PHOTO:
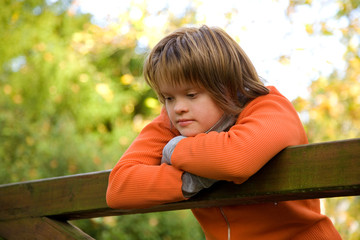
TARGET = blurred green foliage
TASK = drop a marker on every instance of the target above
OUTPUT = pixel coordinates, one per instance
(72, 99)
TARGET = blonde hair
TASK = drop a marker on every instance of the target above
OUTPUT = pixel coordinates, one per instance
(205, 57)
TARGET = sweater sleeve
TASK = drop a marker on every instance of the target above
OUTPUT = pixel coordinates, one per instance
(138, 180)
(267, 125)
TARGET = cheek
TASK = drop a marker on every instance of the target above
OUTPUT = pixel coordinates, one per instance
(170, 113)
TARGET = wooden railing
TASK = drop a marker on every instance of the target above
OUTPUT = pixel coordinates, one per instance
(43, 207)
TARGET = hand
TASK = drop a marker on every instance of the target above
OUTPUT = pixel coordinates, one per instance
(192, 184)
(169, 149)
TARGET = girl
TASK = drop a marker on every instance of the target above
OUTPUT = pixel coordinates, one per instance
(219, 123)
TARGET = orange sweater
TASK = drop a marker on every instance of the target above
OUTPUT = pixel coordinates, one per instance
(267, 125)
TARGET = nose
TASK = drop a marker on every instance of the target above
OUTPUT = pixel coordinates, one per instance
(180, 107)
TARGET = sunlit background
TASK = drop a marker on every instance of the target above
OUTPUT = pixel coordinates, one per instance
(72, 95)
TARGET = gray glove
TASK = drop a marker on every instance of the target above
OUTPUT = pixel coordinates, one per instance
(169, 149)
(192, 184)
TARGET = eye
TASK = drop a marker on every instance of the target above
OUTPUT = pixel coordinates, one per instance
(168, 98)
(191, 95)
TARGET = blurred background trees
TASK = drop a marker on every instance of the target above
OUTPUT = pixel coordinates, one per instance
(72, 98)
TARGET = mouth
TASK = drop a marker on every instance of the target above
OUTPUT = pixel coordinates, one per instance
(184, 122)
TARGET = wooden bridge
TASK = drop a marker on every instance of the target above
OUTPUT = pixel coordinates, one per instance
(41, 209)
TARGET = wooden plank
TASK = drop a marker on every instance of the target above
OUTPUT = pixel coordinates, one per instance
(44, 228)
(307, 171)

++++++++

REQUIRED WORK =>
Your task is to return every entry exactly as it was written, with the pictures removed.

SOLUTION =>
PHOTO:
TARGET = blurred green foliage
TASK = drop a marker on every instance of the target above
OUTPUT = pixel coordinates, one per instance
(72, 99)
TARGET = blonde hair
TASK = drop a marker on every instance of the target above
OUTPUT = pixel coordinates, one per instance
(205, 57)
TARGET = sweater sleeve
TASK = drop a marker on every instance of the target above
OUTPUT = pixel coordinates, one per instance
(138, 180)
(267, 125)
TARGET = cheek
TASK = drop a marker on every instance of the target above
OUTPUT = pixel coordinates, one per instance
(170, 113)
TARGET = wooden railing
TASK = drop a marker on every instance of the target above
OUTPUT = pixel coordinates, one per instance
(43, 207)
TARGET = hand
TASK = drop a marker on every instance of the target above
OUTPUT = pixel coordinates, one per instance
(192, 184)
(169, 149)
TARGET = girl
TASK = drop a marker on every instance of the target above
OUTPUT = pixel coordinates, one per instance
(219, 123)
TARGET = orange sweater
TASK = drop a marker on every instance of the target above
OUTPUT = pixel coordinates, one per instance
(267, 125)
TARGET = nose
TASK = drop a marker on every instance of the target above
OUTPUT = pixel coordinates, one per instance
(180, 107)
TARGET = sunlit background
TASK = drop a marker on every instance of the target above
OUTPUT = pixel coordinates, one per instance
(72, 95)
TARGET = gray glove
TASK = drop a marker on every instance of the target above
OUTPUT = pixel coordinates, one per instance
(169, 149)
(192, 184)
TARGET = eye
TASK = drop a marker on every instance of the target above
OUTPUT = pixel coordinates, one per instance
(168, 98)
(191, 95)
TARGET = blurred background trees
TASK = drop a marker on every instance of the target above
OUTPUT = pixel coordinates, one per instance
(72, 98)
TARGET = mouth
TASK = drop a marker on every instance of the target above
OUTPUT = pixel coordinates, one per instance
(184, 122)
TARGET = wooden bridge
TASK = drop a marker on every instance of the target above
OUTPUT = pixel coordinates, one per instance
(41, 209)
TARGET = wooden plank
TASK = drop a marker on every instance of the target above
OUTPUT = pixel coordinates, one per instance
(44, 228)
(307, 171)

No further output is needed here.